### Set exercise
Continue the passage below on the catalysis of hadronization, starting after its last sentence, not the material that follows it.

## Begin Extracted text

For example, it is common knowledge that the synthesis of ammonia or the production of oxygen can only be accomplished efficiently via the use of efficient catalysts and electrocatalysts respectively.
On the other hand very little is known about the catalysis of nuclear reactions for the synthesis of composite particles such as protons and neutrons (more generally of hadrons) from their constituents which are currently believed, according to the Standard Model (SM) of elementary particles [9], to be quarks, which are still widely considered to be the elementary constituents of matter, although so far they have never been isolated and studied. Under such, so far relatively obscure, conditions it is very hard to examine within the context of the SM the factors which may catalyze the combination of quarks to form hadrons (such as protons and neutrons) or, vice versa, hadron decomposition.
However, the recent development, as a promising alternative to the Standard Model (SM), of the Rotating Lepton Model (RLM), [10,11,12,13,14,15], (Fig. 1), which bears some interesting similarities with the Bohr model of the H atom [2], (Table 1), and sheds some new light on the nature of the reactants, of the dominant confining force and of the mechanism of hadronization. These considerations have been first explored in a paper published in 2017, entitled “Catalysis and Electrocatalysis of Chemical Synthesis and of Hadronization” [15]. In that study, some of the key catalytic points discussed here, had been already identified. During the last five years, however, several new facts have emerged regarding the mechanism of hadronization and the fundamental role of positrons and electrons in the hadronization process, i.e. in the generation of hadrons, such as protons and neutrons which merit some discussion.

## End Extracted text
## Begin Supplied data

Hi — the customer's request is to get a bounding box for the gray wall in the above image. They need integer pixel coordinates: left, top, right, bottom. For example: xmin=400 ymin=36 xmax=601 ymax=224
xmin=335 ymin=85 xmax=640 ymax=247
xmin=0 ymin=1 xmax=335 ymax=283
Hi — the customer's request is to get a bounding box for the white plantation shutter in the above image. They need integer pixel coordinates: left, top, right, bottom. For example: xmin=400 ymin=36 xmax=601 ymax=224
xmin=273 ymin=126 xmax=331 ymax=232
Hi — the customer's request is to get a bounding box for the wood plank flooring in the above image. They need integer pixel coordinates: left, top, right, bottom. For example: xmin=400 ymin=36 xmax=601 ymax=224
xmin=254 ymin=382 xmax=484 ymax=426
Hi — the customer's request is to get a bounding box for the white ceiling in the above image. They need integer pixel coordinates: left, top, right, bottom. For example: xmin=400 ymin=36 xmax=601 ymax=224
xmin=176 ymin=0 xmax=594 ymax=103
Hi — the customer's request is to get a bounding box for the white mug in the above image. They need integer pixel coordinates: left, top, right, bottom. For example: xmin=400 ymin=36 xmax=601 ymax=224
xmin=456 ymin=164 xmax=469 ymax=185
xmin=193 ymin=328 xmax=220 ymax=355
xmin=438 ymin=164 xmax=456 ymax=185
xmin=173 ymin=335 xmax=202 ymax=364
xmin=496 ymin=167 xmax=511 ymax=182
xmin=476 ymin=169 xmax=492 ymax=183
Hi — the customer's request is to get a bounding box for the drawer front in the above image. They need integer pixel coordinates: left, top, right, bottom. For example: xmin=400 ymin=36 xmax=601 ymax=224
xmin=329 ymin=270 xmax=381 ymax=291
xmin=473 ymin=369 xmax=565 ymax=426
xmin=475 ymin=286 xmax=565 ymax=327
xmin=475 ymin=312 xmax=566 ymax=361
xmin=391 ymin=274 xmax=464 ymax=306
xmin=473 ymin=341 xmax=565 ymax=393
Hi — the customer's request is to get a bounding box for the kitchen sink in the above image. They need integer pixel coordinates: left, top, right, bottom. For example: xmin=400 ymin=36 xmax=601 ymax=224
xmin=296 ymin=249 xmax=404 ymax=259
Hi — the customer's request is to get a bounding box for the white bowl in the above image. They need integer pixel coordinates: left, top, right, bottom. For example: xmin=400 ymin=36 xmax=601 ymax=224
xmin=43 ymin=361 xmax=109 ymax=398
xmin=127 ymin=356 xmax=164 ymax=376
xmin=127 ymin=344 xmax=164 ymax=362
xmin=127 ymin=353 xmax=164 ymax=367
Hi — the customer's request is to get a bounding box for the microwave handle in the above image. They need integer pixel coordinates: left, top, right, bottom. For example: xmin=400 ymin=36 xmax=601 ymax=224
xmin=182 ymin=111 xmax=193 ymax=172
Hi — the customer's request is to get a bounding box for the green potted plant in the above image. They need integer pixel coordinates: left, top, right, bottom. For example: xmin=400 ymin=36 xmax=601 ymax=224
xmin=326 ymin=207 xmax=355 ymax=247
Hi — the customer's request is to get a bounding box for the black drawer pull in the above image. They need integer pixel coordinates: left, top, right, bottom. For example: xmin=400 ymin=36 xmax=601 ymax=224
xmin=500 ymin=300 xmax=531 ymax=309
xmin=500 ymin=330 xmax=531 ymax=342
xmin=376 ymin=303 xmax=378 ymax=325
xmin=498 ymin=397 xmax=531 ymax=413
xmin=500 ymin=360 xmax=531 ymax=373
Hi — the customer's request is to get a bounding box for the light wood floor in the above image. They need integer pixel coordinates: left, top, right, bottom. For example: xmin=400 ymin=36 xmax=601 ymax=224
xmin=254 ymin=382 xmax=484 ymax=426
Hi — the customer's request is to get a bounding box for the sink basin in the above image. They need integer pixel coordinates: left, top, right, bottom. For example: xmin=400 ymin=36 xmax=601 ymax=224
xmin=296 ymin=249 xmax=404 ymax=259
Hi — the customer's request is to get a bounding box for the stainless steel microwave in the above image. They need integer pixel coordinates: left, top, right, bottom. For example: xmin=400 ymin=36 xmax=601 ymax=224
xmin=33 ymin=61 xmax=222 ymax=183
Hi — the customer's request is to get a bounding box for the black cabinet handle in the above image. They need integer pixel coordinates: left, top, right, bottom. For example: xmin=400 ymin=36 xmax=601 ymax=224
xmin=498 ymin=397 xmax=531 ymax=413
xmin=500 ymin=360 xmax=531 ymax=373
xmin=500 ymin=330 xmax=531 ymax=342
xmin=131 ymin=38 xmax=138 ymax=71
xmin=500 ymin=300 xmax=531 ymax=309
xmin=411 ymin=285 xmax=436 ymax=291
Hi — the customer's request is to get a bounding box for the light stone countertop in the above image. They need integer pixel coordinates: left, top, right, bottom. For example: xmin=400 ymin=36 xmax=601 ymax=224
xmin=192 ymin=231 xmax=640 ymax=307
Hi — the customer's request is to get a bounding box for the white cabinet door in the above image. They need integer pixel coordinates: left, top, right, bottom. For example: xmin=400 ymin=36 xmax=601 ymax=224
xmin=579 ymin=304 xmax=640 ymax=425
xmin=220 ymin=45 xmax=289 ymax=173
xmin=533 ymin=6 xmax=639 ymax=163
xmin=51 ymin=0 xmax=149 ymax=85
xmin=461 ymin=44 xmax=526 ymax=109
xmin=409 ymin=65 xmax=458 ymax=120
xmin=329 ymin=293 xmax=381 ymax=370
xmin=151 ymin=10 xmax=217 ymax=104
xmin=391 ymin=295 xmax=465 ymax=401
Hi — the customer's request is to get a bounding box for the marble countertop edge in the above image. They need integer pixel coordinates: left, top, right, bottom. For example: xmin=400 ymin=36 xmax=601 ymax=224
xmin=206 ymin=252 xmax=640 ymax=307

## End Supplied data

### Result
Detailed careful examination of the decay products of composite particles [16] shows that there exist only five elementary particles in our Universe, i.e. electrons, positrons and the three types of neutrinos [10,11,12,13,14]. All composite particles eventually decay to them.
2 Results and Discussion
2.1 Thermodynamic Similarities and Equilibrium Conversion
The basic fundamental similarity between chemical synthesis (e.g. ammonia or methanol synthesis) and hadronization (e.g. formation of baryons from quarks) is that both are highly exothermic processes as shown in Table 2. In chemical synthesis the internal energy change, ΔU, of the synthesis reaction is of the order of -2 eV per atom, while in hydrogen fusion it is near -26 MeV per He nucleus produced, and in baryonsynthesis it is of the order of -0.15 to -1.5 GeV per baryon formed. Thus the adiabatic temperatures of these reactions vary between 103 and 104 K for chemical synthesis to 1012–1013 K, for hadronization, as shown in Table 2. Despite these differences, the structure of the RLM is quite similar to the structure of the Bohr model of the H atom as shown in Table 1. Only the equations of motion are different, since the two forces are different and in the case of the RLM Special Relativity must also be taken account for.
Interestingly, as also shown in Table 2, we have already found that, although the ΔH values vary so significantly, the − ΔS values for all these processes are of the order of a few kb per atom or hadron formed, i.e. 10–100 J/mol⋅K, since, due to the high temperatures involved, the ideal gas assumption provides a good approximation [9].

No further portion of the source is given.